» **Problem details**:
Below are the entries to retype; reproduce each one exactly.

» **Available records**:
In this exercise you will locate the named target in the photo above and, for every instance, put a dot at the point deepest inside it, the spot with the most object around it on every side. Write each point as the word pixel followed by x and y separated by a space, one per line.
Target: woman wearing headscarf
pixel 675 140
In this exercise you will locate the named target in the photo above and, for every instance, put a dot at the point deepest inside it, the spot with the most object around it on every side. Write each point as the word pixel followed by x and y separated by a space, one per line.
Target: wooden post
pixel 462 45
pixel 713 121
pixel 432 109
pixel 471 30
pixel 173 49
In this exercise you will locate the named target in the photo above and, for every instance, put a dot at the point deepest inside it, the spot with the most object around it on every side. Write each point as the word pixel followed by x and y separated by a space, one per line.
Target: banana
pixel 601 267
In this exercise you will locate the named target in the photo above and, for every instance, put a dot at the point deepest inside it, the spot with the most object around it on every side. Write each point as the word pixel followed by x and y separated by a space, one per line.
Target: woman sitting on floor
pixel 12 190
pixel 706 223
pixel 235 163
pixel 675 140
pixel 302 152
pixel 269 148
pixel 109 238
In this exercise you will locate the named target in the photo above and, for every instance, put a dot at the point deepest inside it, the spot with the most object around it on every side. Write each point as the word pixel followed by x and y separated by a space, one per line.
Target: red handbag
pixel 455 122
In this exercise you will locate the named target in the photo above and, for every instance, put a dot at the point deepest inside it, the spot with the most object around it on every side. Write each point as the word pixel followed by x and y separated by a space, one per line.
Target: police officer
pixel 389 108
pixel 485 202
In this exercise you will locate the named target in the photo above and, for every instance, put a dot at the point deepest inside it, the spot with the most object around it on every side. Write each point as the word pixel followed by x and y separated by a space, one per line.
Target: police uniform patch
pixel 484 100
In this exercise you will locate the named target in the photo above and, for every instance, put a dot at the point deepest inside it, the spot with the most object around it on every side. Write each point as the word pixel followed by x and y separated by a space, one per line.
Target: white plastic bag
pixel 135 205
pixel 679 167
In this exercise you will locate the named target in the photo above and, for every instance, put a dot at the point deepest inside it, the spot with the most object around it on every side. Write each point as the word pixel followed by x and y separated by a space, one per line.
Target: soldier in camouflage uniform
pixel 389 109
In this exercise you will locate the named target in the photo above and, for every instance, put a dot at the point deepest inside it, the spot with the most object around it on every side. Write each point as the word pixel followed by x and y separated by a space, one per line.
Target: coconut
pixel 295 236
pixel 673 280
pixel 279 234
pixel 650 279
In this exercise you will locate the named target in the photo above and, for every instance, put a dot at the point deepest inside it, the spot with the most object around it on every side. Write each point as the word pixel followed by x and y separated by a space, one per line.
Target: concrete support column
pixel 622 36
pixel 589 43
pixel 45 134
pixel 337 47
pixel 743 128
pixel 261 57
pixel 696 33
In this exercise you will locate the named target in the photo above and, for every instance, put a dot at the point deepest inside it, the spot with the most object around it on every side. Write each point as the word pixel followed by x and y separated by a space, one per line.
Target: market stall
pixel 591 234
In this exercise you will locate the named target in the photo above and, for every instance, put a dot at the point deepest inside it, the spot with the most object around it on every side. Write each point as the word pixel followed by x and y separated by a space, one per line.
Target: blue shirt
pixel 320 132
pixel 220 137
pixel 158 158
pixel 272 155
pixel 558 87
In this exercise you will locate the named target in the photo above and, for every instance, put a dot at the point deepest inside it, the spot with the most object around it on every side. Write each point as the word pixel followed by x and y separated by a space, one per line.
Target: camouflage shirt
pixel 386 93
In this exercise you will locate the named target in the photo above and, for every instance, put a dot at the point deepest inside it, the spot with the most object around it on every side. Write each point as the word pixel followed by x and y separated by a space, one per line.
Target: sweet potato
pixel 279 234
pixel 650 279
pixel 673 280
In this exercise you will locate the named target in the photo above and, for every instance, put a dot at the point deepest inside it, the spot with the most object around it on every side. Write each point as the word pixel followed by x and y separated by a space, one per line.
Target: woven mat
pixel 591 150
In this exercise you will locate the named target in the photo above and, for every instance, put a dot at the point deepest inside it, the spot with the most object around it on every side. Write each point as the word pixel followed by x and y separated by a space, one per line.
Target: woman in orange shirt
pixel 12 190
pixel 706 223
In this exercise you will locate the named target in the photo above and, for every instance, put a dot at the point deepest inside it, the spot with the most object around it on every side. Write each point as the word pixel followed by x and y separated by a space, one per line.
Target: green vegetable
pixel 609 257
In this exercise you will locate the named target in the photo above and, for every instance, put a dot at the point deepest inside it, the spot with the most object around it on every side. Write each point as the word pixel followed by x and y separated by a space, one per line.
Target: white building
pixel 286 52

» **Answer to the problem**:
In this exercise you will locate the named target in the photo above and, for every instance, put a dot at the point deepest inside it, the spot with the most object around it on every side. Write each point as the word pixel followed by x and y separated by a space, one per line.
Target: woman wearing headscarf
pixel 675 140
In this exercise you will locate the named target in the photo above and, for every instance, put a dot at the point deepest inside it, the spot with the most object around it on every side. Write each point as the word pixel followed by x and y separated by a space, one per line.
Target: wooden post
pixel 462 45
pixel 713 121
pixel 432 109
pixel 471 30
pixel 173 49
In this exercise you will locate the named target in the photo above and, for every instance, put a dot at the point deepest inside it, the spot with the most object around it on every side. Write each point as the word pixel followed by x and y separated by a space, one per line.
Target: banana
pixel 601 267
In this exercise you will locate the named target in the photo above and, for every instance, put a dot at the point deepest inside it, the spot with the most object around it on every side. Write each point as the word pixel followed by x and y separated by a space, one per line.
Target: woman sitting on floor
pixel 12 190
pixel 706 223
pixel 235 163
pixel 675 140
pixel 302 152
pixel 269 148
pixel 109 238
In this exercise you will locate the named target in the photo above and, for every instance, put a dot at the point deepest inside it, the spot with the most object around it on every side. Write each point as the word pixel followed by x and y separated by a space, one per line.
Target: red handbag
pixel 455 122
In this exercise you will locate the named target in the photo above and, for every instance, put a dot at the point deepest inside it, the spot with the most object around it on every side. Write each point as the word pixel followed by x and y separated by a space, one per line.
Target: police officer
pixel 389 108
pixel 485 202
In this exercise you will locate the named target in the photo above and, for every instance, put a dot at the point deepest inside it, the spot with the most object around it on every side. Write each point as the word pixel followed by x and y separated by a space, one per line.
Target: police uniform patch
pixel 484 100
In this exercise you will locate the named target in the photo above and, for every instance, put a dot at the point deepest inside it, the spot with the most object around it on every side. Write each point as the word pixel followed by x and y separated by a space, one per line.
Target: white plastic bag
pixel 135 205
pixel 679 167
In this exercise you will locate the named target in the photo above and, for every instance, put a dot at the point deepest inside it, the spot with the most object around it on every side. Write each point as the word pixel followed by x and y separated by a space, one per line.
Target: soldier in camouflage uniform
pixel 389 109
In this exercise you will locate the named target in the photo above and, for every instance, put a dot at the point deepest inside it, the spot with the most object around it on every side. Write each point as the word pixel followed by x and y separated by a space, one per line.
Target: coconut
pixel 295 236
pixel 673 280
pixel 279 234
pixel 650 279
In this exercise you will locate the named target in the photo above and, for every instance, put a dot at the point deepest inside it, the spot with the most object around it on every side. Write each point as the word pixel followed by x and y separated by a space, one per line.
Target: concrete support column
pixel 622 36
pixel 589 43
pixel 45 134
pixel 337 47
pixel 743 128
pixel 261 57
pixel 696 33
In this exercise you will locate the named target in the photo above and, for every instance, put a dot at the point deepest inside it, the spot with the most object around it on every side. Write each point as the word pixel followed by x and y separated by a space, one per line.
Target: market stall
pixel 591 234
In this exercise you will locate the named target in the photo above and, for every instance, put a dot at the point deepest inside it, the spot with the most object around it on every side. Write each point as the word pixel followed by x and y separated by a space, one per line.
Target: blue shirt
pixel 320 132
pixel 220 137
pixel 158 158
pixel 272 155
pixel 558 87
In this exercise you will locate the named target in the photo above and, for every instance, put a dot at the point deepest inside it, the spot with the most object around it on every side. Write each point as the word pixel followed by x and y separated by a space, one per line.
Target: camouflage shirt
pixel 386 93
In this exercise you will locate the named target in the photo above and, for every instance, put a dot at the point deepest inside it, the spot with the most object around it on every side. Write each point as the word pixel followed by x and y separated by a space, one per line.
Target: sweet potato
pixel 279 234
pixel 650 279
pixel 673 280
In this exercise you will locate the named target in the photo above and, for every instance, put a dot at the point deepest inside it, the spot with the most object around it on every side. Write each point as the word pixel followed by x and y separated by a space, one per line.
Target: woven mat
pixel 591 150
In this exercise you will locate the named target in the photo above and, for every instance, put a dot at the point deepest inside it, the spot with the most object around it on every side. Write each point as the word pixel followed by x and y separated by a space, one per line.
Target: woman in orange shirt
pixel 12 190
pixel 706 223
In this exercise you will locate the named target in the photo above and, for every instance, put a dot at the point deepest inside it, the spot with the most object around it on every side. Write each point as the word pixel followed by x and y separated by a space, one per line.
Target: green vegetable
pixel 609 257
In this exercise you will locate the named target in the photo above and, for every instance, put a dot at the point deepest inside it, the spot with the most object around it on every side. Write each point as the word pixel followed by x and y separated by a space, one per line.
Target: white building
pixel 286 52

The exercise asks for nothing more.